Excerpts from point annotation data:
┌────────

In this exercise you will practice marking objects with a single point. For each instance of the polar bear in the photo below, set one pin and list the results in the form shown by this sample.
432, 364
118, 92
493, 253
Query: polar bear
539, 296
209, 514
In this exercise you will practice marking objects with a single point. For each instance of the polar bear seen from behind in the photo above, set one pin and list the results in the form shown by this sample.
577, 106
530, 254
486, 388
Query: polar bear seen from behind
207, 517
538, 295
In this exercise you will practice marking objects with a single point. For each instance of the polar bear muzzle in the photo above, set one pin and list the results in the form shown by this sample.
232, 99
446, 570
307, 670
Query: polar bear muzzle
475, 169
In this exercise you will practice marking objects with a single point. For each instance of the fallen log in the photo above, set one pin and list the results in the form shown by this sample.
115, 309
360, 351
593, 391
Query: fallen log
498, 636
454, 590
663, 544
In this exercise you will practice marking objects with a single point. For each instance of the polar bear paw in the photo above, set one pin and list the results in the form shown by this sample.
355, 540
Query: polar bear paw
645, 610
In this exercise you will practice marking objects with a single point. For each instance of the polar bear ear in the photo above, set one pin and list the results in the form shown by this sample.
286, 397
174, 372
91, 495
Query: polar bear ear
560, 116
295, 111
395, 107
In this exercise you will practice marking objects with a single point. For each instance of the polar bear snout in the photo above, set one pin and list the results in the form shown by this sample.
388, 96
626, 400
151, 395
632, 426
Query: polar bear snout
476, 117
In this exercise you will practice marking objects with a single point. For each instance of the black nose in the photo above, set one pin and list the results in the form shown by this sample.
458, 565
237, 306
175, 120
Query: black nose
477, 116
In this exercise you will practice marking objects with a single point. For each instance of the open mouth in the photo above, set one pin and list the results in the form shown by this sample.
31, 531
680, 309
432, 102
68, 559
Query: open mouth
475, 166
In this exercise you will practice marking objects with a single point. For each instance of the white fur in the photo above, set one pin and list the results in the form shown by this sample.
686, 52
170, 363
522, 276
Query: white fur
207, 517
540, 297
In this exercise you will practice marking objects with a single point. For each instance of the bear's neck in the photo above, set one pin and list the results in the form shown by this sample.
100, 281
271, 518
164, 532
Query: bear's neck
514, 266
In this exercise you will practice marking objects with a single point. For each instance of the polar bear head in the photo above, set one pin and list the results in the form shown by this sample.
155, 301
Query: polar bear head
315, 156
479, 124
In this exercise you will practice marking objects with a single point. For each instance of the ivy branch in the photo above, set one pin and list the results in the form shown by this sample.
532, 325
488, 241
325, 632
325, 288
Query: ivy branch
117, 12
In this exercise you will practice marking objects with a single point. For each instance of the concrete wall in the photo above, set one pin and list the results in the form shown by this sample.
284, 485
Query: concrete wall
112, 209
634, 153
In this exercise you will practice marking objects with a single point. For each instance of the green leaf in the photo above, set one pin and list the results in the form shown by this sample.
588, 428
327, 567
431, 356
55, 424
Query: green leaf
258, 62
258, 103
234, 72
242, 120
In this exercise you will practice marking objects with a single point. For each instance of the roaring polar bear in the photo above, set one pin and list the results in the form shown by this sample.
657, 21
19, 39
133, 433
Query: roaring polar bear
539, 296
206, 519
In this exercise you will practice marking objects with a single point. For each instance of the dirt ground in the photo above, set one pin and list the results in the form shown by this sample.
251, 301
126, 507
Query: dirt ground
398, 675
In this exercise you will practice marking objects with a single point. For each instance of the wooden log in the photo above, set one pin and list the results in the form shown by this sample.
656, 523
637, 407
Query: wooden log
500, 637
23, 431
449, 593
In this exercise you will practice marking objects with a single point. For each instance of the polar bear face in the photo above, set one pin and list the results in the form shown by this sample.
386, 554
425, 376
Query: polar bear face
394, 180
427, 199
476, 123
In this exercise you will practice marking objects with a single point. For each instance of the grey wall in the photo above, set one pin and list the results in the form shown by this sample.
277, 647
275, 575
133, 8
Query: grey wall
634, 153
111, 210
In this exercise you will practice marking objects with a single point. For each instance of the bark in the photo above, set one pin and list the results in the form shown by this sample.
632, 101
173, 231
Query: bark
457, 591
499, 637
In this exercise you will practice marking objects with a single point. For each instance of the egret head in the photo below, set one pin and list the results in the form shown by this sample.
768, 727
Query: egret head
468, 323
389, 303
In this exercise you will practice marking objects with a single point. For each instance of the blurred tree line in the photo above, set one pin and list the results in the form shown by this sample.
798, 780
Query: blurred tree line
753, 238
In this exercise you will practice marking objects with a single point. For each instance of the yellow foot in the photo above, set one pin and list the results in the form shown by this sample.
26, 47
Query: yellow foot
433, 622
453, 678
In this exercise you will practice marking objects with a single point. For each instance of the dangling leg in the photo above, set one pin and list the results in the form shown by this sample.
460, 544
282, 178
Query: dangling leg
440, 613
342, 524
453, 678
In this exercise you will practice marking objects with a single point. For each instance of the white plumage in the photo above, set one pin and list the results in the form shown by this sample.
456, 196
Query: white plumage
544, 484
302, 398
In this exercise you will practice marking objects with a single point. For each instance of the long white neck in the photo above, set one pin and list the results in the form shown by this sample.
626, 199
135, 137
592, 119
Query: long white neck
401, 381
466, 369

└────────

» THE EXERCISE
Please rewrite the part of the records that opens with the line containing "the white plumage" and runs through the end of the records, requests included. Shift each answer coordinate by adding 101 to it.

» SOLUTION BELOW
In this exercise you will practice marking objects with a single point. For each instance of the white plumage in the photo above, set one pin and list the results in the form shown by this sample.
456, 196
Query: white plumage
645, 585
403, 499
In this exercise you will practice marking objects with a single point. For each instance of the long white neck in the photo above, set one pin and list the results in the form shown by this sample.
626, 199
135, 137
592, 119
Query: long white neck
502, 482
567, 470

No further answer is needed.